__Work required__:
Find every line in the listing that contains the word "image" and copy each one. Case counts.

Data items:
====

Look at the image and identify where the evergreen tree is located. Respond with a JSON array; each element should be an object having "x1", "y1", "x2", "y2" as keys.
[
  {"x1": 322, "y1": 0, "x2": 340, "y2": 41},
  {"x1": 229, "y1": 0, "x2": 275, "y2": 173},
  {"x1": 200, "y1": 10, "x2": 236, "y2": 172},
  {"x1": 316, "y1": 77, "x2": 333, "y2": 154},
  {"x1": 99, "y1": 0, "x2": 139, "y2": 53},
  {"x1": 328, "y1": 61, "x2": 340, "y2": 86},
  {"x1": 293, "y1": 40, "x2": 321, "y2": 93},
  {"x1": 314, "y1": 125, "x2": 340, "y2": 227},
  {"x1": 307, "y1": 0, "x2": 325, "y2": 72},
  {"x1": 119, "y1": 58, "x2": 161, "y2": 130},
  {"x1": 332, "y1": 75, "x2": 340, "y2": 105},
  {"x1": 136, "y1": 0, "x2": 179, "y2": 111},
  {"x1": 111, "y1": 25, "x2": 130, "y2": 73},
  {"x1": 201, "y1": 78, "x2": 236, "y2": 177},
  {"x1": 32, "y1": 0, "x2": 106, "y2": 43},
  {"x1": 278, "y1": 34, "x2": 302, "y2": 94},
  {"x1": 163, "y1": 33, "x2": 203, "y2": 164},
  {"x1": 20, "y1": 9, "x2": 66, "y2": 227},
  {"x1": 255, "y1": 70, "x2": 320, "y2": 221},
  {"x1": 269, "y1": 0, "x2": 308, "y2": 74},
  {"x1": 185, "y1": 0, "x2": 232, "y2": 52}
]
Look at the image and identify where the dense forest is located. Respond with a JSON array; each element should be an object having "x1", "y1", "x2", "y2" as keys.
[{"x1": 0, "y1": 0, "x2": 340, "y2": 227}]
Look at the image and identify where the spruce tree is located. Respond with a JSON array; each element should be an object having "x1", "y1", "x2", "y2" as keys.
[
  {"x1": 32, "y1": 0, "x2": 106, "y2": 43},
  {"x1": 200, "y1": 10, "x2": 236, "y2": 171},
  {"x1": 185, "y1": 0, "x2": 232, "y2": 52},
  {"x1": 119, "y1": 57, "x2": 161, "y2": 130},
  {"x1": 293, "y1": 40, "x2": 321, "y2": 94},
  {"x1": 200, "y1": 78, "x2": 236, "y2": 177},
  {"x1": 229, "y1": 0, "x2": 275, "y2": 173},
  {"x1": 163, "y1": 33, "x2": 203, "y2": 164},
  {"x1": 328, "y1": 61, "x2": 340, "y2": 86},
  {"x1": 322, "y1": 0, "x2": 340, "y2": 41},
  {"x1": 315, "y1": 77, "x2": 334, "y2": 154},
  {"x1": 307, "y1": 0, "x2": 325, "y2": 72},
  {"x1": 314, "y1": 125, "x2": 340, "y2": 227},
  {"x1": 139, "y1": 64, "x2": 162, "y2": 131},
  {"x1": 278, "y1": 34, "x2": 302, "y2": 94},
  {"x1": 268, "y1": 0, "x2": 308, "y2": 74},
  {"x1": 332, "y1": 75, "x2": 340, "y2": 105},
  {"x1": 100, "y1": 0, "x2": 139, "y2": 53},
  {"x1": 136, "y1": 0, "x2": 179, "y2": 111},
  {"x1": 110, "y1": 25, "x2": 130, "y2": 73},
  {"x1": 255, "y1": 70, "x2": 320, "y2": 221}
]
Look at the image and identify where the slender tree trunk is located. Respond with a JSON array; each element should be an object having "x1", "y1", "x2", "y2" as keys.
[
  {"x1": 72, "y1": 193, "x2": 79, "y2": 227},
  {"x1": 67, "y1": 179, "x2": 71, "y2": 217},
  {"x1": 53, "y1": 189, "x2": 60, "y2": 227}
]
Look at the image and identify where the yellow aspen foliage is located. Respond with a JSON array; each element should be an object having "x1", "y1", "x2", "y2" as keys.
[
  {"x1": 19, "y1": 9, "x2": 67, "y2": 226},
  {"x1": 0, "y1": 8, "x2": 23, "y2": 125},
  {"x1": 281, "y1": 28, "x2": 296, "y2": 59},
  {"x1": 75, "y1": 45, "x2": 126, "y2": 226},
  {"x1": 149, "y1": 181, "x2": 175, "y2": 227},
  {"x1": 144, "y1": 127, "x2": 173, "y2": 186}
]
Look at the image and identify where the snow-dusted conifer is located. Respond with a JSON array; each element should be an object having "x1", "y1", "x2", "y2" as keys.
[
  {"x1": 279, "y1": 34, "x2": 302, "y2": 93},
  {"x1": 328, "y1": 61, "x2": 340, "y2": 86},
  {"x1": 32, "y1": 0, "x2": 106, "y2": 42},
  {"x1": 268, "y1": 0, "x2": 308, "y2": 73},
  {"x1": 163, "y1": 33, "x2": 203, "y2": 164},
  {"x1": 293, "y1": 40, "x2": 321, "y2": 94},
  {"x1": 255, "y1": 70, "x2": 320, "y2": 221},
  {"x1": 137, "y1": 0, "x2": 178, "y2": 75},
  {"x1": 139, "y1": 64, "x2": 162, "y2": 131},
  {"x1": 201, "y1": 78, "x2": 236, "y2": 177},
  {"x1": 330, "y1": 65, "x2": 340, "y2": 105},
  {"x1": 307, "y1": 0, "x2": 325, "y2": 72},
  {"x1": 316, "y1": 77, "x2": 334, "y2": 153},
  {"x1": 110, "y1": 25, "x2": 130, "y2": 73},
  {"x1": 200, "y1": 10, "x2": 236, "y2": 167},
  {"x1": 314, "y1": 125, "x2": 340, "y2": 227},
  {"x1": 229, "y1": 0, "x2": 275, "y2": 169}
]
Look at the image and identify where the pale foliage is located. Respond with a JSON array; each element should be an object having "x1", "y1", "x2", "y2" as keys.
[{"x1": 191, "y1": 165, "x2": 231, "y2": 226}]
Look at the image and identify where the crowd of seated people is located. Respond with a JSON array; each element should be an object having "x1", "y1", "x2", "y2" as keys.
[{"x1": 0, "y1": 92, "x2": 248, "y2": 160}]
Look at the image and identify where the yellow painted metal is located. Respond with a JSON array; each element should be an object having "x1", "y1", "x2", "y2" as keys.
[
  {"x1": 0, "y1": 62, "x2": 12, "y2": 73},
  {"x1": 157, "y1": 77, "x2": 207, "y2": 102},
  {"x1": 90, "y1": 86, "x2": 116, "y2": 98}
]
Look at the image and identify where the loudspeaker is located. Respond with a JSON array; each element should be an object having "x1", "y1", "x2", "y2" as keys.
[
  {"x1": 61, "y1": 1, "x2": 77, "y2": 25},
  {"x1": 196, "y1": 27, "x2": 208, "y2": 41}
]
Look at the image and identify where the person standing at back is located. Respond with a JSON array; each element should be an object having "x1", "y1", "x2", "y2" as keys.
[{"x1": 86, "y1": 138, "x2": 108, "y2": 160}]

====

__Response__:
Look at the image and identify where the evergreen tree is located. Respond with a JSON array; each element should be an object having "x1", "y1", "x2", "y2" as keys.
Look at the image and identify where the dense forest is located. Respond with a JSON array; each element should be an object having "x1", "y1", "x2", "y2" as keys.
Look at the image and identify where the spruce tree is located. Respond with a JSON array; each element should be an object having "x1", "y1", "x2", "y2" as keys.
Look at the image and identify where the slender tree trunk is located. Respond with a JSON array; each element should be an object having "x1", "y1", "x2", "y2" as keys.
Look at the image and identify where the yellow aspen foliage is located. Respond with a JSON array; each element should be an object having "x1", "y1", "x2", "y2" as keys.
Look at the image and identify where the snow-dusted conifer is located. Respond with a JSON array; each element should be an object having "x1", "y1", "x2", "y2" as keys.
Look at the image and identify where the pale foliage is located. Respond with a JSON array; each element should be an object having "x1", "y1", "x2", "y2" as keys.
Look at the image and identify where the crowd of seated people is located. Respond with a JSON array; each element should be an object having "x1", "y1", "x2", "y2" as keys.
Look at the image and identify where the yellow painted metal is located. Respond with a JSON array; each element should be an object having "x1", "y1", "x2", "y2" as keys.
Look at the image and identify where the loudspeaker is located. Respond with a JSON array; each element should be an object having "x1", "y1", "x2", "y2" as keys.
Look at the image and identify where the person standing at back is located. Respond with a JSON array; each element should be an object having "x1", "y1", "x2", "y2" as keys.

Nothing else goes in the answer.